Polygon annotations for photos:
-- Start --
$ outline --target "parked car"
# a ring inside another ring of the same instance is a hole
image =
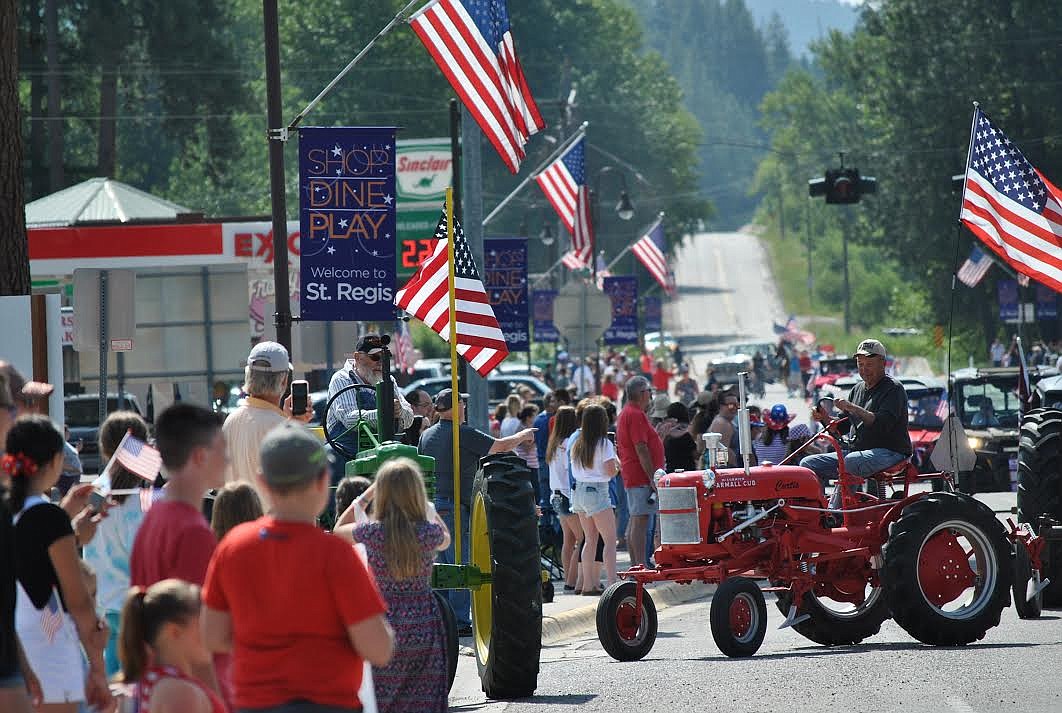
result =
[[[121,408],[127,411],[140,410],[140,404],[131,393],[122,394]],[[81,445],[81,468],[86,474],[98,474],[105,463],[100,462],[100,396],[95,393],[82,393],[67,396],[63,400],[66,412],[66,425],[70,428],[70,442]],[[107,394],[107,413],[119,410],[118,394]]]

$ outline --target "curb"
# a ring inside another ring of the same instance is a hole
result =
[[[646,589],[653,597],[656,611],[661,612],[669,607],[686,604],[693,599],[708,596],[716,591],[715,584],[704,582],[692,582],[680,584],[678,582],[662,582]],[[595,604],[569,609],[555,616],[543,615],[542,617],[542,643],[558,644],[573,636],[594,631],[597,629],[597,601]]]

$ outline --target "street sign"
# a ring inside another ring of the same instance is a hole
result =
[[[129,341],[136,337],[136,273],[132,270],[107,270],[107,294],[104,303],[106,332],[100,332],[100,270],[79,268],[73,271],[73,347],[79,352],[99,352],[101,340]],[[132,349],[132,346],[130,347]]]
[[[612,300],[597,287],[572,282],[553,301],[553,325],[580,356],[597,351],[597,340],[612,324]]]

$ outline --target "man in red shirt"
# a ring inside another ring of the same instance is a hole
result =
-- End --
- WORK TO DO
Rewrite all the rows above with every "result" changed to "polygons" and nothing else altered. Leave the pictures out of your answer.

- IN RESPONSE
$ outline --target "parked car"
# a ring inside another ring of the same instance is a hole
image =
polygons =
[[[121,408],[127,411],[140,410],[140,404],[131,393],[122,394]],[[81,445],[81,468],[86,474],[98,474],[105,463],[100,462],[100,396],[95,393],[82,393],[67,396],[63,400],[66,412],[66,425],[70,428],[70,442]],[[107,394],[107,413],[119,410],[118,394]]]

$ outline --target "curb"
# a ring inside another ring of the same instance is a hole
polygons =
[[[646,589],[653,597],[656,611],[661,612],[669,607],[686,604],[693,599],[708,596],[716,591],[715,584],[704,582],[692,582],[680,584],[678,582],[662,582]],[[595,604],[569,609],[555,616],[543,615],[542,617],[542,643],[558,644],[573,636],[594,631],[597,629],[597,601]]]

$ outline --target "street sign"
# a ring inside another ring of the same instance is a hole
polygons =
[[[129,341],[136,337],[136,273],[132,270],[107,270],[107,294],[104,303],[106,332],[100,332],[100,270],[79,268],[73,271],[73,347],[79,352],[99,352],[101,340]],[[132,349],[132,346],[130,347]]]
[[[612,300],[597,287],[572,282],[553,301],[553,325],[580,356],[597,351],[597,340],[612,324]]]

$ outline --target "man in red shirt"
# a ring inside another ring of the same instance is a hole
polygons =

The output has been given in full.